-- Opening Marker --

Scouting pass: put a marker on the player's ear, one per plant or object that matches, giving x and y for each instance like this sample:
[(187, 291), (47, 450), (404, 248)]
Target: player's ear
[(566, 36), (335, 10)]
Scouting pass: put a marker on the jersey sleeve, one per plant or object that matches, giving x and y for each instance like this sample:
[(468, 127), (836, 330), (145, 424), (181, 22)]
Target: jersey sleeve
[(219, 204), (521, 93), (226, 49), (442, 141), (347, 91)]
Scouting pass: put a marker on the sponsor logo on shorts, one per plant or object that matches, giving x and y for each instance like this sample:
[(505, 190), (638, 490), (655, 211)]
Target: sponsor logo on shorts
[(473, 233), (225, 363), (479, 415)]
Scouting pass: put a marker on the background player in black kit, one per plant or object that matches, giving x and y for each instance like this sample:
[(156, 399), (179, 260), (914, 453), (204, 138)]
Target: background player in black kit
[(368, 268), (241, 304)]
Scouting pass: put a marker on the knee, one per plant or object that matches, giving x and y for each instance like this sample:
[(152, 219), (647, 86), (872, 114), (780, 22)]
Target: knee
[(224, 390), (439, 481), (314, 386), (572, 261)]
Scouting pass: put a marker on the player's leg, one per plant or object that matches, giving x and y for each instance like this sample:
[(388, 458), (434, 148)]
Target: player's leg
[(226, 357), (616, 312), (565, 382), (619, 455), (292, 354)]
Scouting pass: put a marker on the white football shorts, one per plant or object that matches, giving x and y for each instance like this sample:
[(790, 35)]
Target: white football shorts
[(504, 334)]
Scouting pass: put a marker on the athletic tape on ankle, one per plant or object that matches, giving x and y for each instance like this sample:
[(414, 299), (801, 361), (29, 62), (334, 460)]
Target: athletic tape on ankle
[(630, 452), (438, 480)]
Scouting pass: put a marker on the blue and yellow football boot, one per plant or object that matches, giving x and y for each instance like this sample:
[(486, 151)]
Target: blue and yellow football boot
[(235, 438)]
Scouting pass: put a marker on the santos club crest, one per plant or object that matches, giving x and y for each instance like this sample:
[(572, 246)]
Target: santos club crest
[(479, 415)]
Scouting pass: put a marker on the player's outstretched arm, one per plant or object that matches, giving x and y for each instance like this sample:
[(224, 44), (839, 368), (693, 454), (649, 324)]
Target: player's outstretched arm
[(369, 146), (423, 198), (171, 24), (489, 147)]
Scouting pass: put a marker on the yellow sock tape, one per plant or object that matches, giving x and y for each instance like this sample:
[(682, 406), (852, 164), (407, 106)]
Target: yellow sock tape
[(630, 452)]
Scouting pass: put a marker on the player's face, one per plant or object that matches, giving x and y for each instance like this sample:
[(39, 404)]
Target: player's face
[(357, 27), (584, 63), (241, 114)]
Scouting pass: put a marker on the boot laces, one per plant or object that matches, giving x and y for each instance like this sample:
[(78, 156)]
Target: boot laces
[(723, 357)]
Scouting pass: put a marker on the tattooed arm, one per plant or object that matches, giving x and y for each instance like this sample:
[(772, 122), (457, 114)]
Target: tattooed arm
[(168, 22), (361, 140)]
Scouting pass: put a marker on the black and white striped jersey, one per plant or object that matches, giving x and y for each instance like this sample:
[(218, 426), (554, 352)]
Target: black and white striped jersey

-- Closing Marker --

▶ [Prompt]: The answer should be the full listing, repeated without any change.

▶ [Exercise output]:
Scouting pass: put a marker on the player's ear, one per plant or object that matches, giving x and y for each instance like this sample:
[(187, 291), (47, 450), (404, 248)]
Target: player's ear
[(566, 36), (335, 10)]
Scouting pass: put a marker on the jersey sleeve, one per plant or object that matches, giving x and y for each instance like this sample:
[(468, 127), (836, 330), (145, 424), (181, 22)]
Target: jersey sleeve
[(219, 204), (521, 93), (226, 49), (442, 141), (347, 91)]
Scouting pass: put a marker on the sponsor logo on shorts, one per plant or object that matches, giving x and y for each instance like this sample:
[(505, 190), (638, 490), (655, 211)]
Target: sponsor logo on shorts
[(473, 233), (225, 363), (479, 415)]
Scouting pass: put a marker on the background player in black kit, one per plant or object that matches, giving x and y for each instance like this sample:
[(156, 399), (179, 260), (914, 453), (204, 138)]
Target: background player in black kit
[(368, 268), (241, 304)]
Scouting pass: put a marker on the knee, one per plant or object that matches, giving x and y for each instance like this sample:
[(152, 219), (647, 86), (872, 114), (780, 22)]
Target: knee
[(224, 390), (439, 481), (314, 386), (572, 261)]
Scouting pass: put a marker on the player's leg, one per plant or object that matches, giving x and y for each instance like this sample:
[(388, 458), (434, 148)]
Target: player's leg
[(226, 357), (616, 312), (565, 382), (619, 455), (292, 354)]
Scouting pass: put a marker on the white football shorts, one per plant or object that matches, giving x and y for each instance like this sample:
[(790, 35)]
Target: white football shorts
[(504, 334)]
Scouting pass: put a marker on the athletic tape on ankle, one per plant or object that matches, giving x and y for each instance like this sample:
[(414, 299), (801, 361), (29, 62), (334, 460)]
Target: athletic tape on ankle
[(630, 452), (438, 480)]
Scouting pass: put a marker on the blue and yellow football boot, one per plant or object that matches, giving x and y for each instance like this sample:
[(486, 151)]
Target: blue and yellow football boot
[(235, 438)]
Scouting pass: put a marker on the santos club crest, one per plant or object that matches, giving x and y for each instance like this sample:
[(572, 246)]
Target: santos club crest
[(479, 415)]
Scouting pass: put a marker on the player's outstretched arm, one per plant or object that matches, giving x and y for each instance like this sample:
[(224, 44), (839, 368), (693, 454), (649, 324)]
Target: player's outstretched arm
[(369, 146), (423, 198), (171, 24), (489, 147)]
Scouting pass: put a marker on the yellow sock tape, one per plant or object that matches, giving x and y for each instance like this sample:
[(682, 406), (852, 164), (407, 106)]
Target: yellow sock tape
[(630, 452)]
Scouting pass: put a marker on the player's face, one per plant or object that matches, giving x and y for each instance like this sample:
[(39, 404)]
Target: player's face
[(357, 27), (584, 63), (241, 114)]
Scouting pass: put a marker on the boot laces, one per plant or object that matches, giving x and y for each instance like this sample:
[(78, 156)]
Target: boot laces
[(723, 357)]
Scouting pass: put a marker on the tattooed arm, one per plant or object that matches, giving x and y for each instance like this sample:
[(772, 122), (457, 114)]
Target: tattooed arm
[(168, 22), (361, 140)]
Scouting pass: put a marker on the black and white striped jersey, one per plant or object that matches, giving x and y for each instance like this sample:
[(218, 426), (554, 352)]
Target: black and white striped jersey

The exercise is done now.